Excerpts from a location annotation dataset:
-- BEGIN --

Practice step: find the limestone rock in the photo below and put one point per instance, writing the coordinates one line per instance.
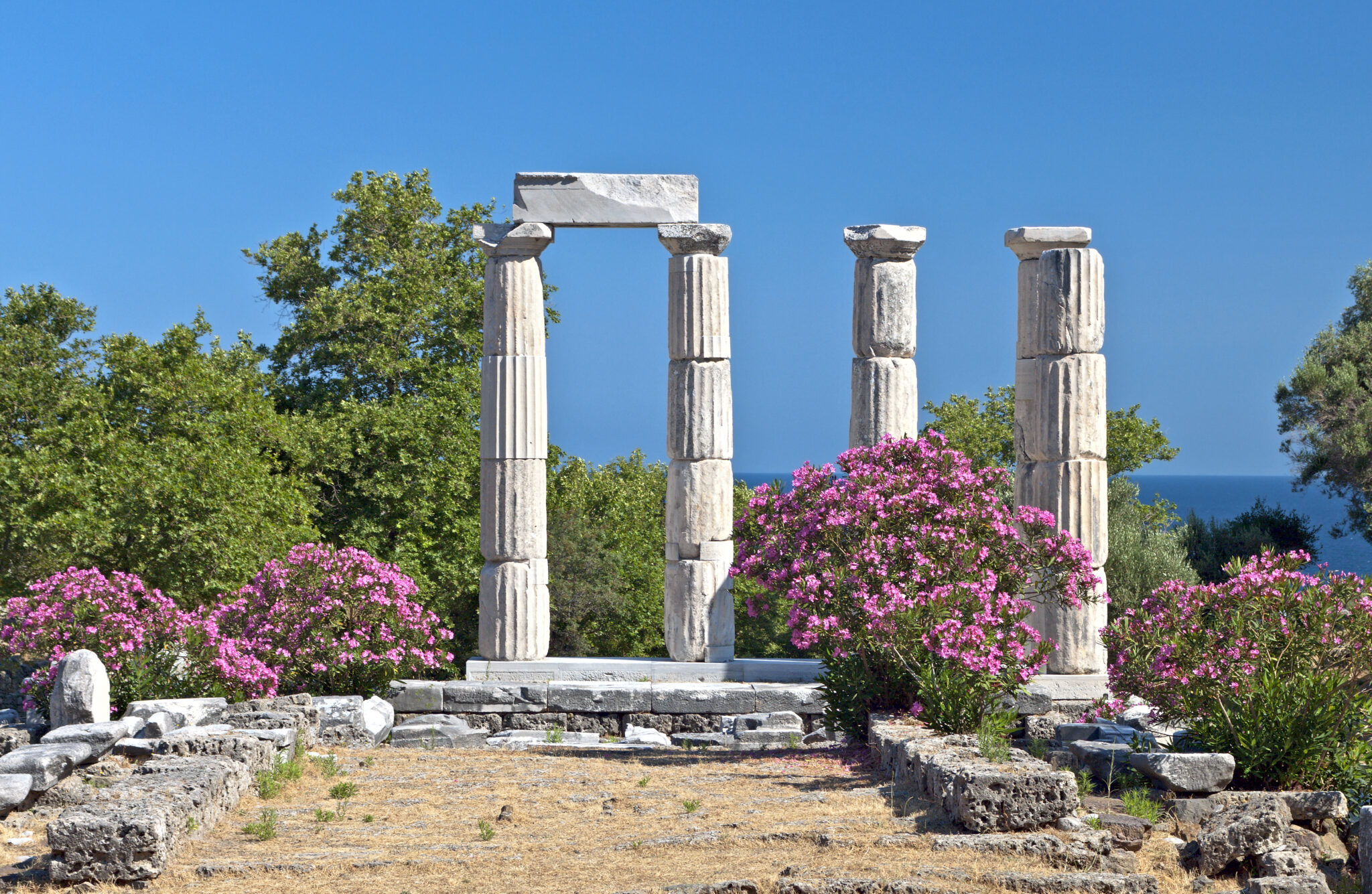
(80, 691)
(1186, 773)
(565, 199)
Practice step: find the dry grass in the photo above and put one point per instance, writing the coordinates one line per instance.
(584, 823)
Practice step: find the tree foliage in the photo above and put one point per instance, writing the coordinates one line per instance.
(1324, 409)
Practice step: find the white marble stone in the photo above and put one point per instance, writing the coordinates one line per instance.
(697, 307)
(1067, 309)
(700, 504)
(513, 408)
(565, 199)
(513, 509)
(885, 399)
(513, 612)
(700, 411)
(1061, 408)
(1075, 492)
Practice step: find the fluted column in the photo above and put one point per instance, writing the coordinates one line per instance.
(1061, 416)
(699, 602)
(513, 621)
(885, 392)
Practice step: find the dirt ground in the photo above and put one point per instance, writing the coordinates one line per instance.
(581, 822)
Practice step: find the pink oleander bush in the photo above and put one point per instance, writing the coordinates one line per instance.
(910, 579)
(335, 621)
(1271, 666)
(150, 648)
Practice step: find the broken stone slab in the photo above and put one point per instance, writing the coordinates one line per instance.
(1187, 772)
(80, 691)
(578, 199)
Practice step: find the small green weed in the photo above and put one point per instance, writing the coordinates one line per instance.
(264, 827)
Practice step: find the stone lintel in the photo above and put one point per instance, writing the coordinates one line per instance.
(1031, 242)
(564, 199)
(512, 239)
(884, 240)
(695, 239)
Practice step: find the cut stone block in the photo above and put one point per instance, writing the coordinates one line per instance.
(513, 307)
(513, 509)
(697, 307)
(1187, 773)
(513, 613)
(513, 408)
(884, 240)
(885, 399)
(1076, 493)
(607, 199)
(700, 411)
(1067, 311)
(512, 239)
(80, 691)
(884, 307)
(1061, 408)
(602, 697)
(1031, 242)
(700, 504)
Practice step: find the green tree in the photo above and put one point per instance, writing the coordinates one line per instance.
(381, 356)
(1324, 409)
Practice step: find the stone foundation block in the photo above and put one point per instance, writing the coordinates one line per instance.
(700, 411)
(513, 509)
(885, 399)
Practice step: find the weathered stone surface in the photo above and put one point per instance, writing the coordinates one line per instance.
(512, 314)
(513, 509)
(600, 697)
(700, 504)
(885, 399)
(513, 408)
(1247, 830)
(884, 307)
(80, 691)
(1067, 313)
(513, 615)
(1061, 408)
(700, 411)
(884, 240)
(697, 307)
(46, 764)
(1186, 773)
(695, 239)
(581, 199)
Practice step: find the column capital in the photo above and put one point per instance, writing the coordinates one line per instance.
(884, 240)
(1031, 242)
(695, 239)
(512, 239)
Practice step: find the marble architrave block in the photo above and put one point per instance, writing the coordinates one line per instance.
(513, 509)
(1068, 305)
(1075, 492)
(513, 408)
(1061, 408)
(697, 307)
(569, 199)
(884, 307)
(513, 611)
(700, 504)
(700, 411)
(885, 399)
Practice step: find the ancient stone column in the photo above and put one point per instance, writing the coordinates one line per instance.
(513, 620)
(699, 601)
(1061, 416)
(885, 394)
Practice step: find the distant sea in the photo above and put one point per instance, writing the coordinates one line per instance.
(1224, 497)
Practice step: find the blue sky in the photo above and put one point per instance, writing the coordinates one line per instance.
(1221, 153)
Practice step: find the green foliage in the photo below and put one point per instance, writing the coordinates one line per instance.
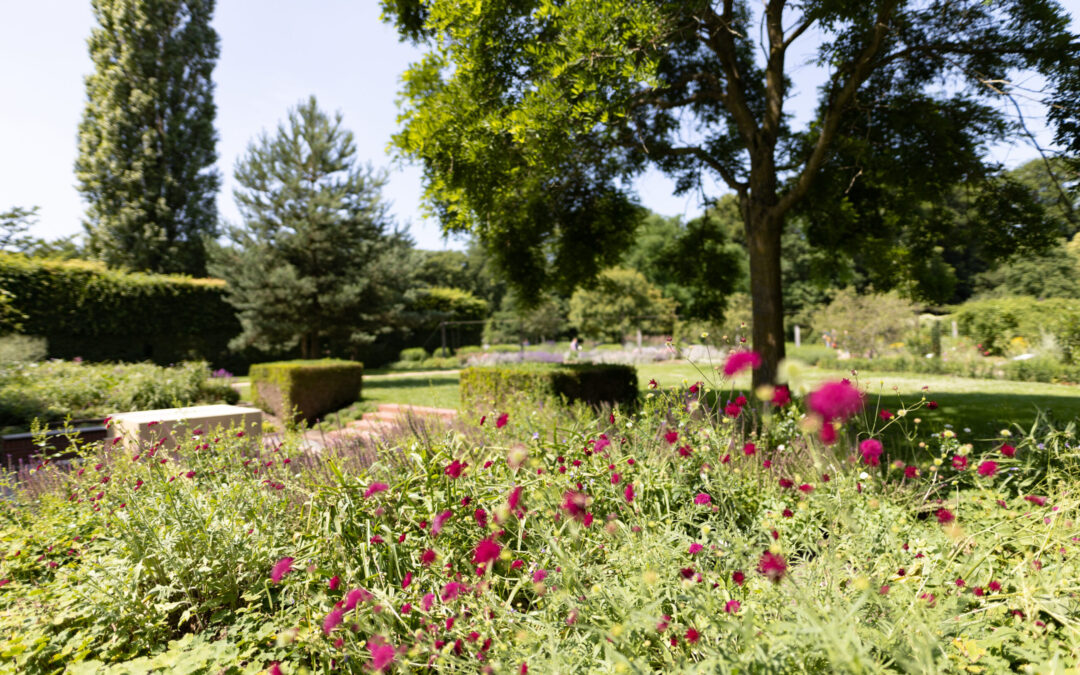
(620, 301)
(147, 138)
(85, 310)
(995, 323)
(864, 324)
(55, 390)
(484, 388)
(306, 390)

-- END --

• [Directions for this task] Rewrite the whole listing, replacing every "Practice step" with "Warm-up task" and keeping everything else the same. Omit the pictures.

• [Solution to this task]
Warm-up task: find the limestone rock in the photo below and put one point per instance, writing the coordinates one line per instance.
(80, 691)
(1186, 773)
(565, 199)
Warm-up task: find the dry grass in the photo above and put one point per instance, writing the coordinates one line per instance.
(584, 823)
Warm-up task: find the tree foliage in the photo above and put one point per instance, writing the coordinates one line per instance.
(1324, 409)
Warm-up task: find the white marble stone in the photo above and put one point per instance, writing the coordinates one line per instance.
(697, 307)
(1067, 309)
(700, 504)
(513, 408)
(565, 199)
(513, 509)
(885, 399)
(513, 612)
(700, 411)
(1061, 408)
(1075, 492)
Warm-up task: find the fluted column in the photo above and put one point per instance, writing the coordinates one line per instance.
(1061, 416)
(699, 602)
(513, 621)
(885, 392)
Warm-up task: find the dirt ground in the photo above and put one point per instance, writing the coordinates one line per instance.
(581, 822)
Warm-up task: find the pink oleander bush in the photo above and put one point per instance, writing the coordinates one line per instance.
(910, 579)
(335, 621)
(1271, 666)
(150, 648)
Warm-up task: find the broken stone slab in the photo above and put one point per instance, writing the coordinates one line per instance.
(1187, 772)
(80, 691)
(578, 199)
Warm-up task: find the small green weed in the photo above and put one point per instance, writing the coordinates one line per instance.
(264, 827)
Warm-up task: find the stone lintel in the photo above and put one point per instance, writing the coordinates one line per instance.
(1031, 242)
(564, 199)
(512, 239)
(884, 240)
(695, 239)
Warm-up task: find the cut stone block in the photo above and put one point per instance, writing the coordinates one line per instance.
(513, 307)
(513, 509)
(697, 307)
(1187, 773)
(513, 613)
(513, 408)
(884, 240)
(885, 399)
(1076, 493)
(607, 199)
(700, 411)
(1067, 311)
(512, 239)
(80, 691)
(884, 307)
(1061, 408)
(602, 697)
(1031, 242)
(700, 504)
Warm-up task: find the green tree in the photo above and put one point per instance, writing the coordinates one line per instance.
(381, 356)
(1324, 409)
Warm-up task: find the stone foundation block in the photo above and put one point per instance, writing the coordinates one line per instance.
(700, 411)
(513, 509)
(885, 399)
Warm-up task: find the weathered stone surface in the photo above and put one point per instance, writing the coordinates one line per instance.
(512, 314)
(513, 509)
(600, 697)
(700, 504)
(885, 399)
(513, 408)
(1247, 830)
(884, 307)
(80, 691)
(1067, 313)
(513, 615)
(1061, 408)
(700, 411)
(884, 240)
(697, 307)
(46, 764)
(1186, 773)
(695, 239)
(581, 199)
Warm-up task: find the column capital in the photo above and put one point per instance, writing the coordinates one line per instance.
(884, 240)
(1031, 242)
(695, 239)
(512, 239)
Warm-up task: find the marble architrave block in the photo above and put one point per instance, writing the coordinates one line per instance.
(513, 509)
(1068, 305)
(1075, 492)
(513, 408)
(1061, 408)
(697, 307)
(569, 199)
(884, 307)
(513, 611)
(700, 504)
(700, 411)
(885, 399)
Warm-up task: find the ancient stone column in the photo above and put one point per instance, writing the coordinates one line per instance.
(513, 620)
(699, 601)
(1061, 416)
(885, 394)
Warm-up task: find the distant sea in the photo above and put one point per instance, writing the coordinates one line per instance.
(1224, 497)
Warm-up task: find the blue sky in the photo above and put one point per instance, writing the coordinates one line per instance.
(1221, 153)
Warm-up task: find the green foliage in the photo below and put one point per instance, writing the coordinates one line per instance.
(620, 301)
(147, 138)
(85, 310)
(995, 323)
(864, 324)
(55, 390)
(484, 388)
(306, 390)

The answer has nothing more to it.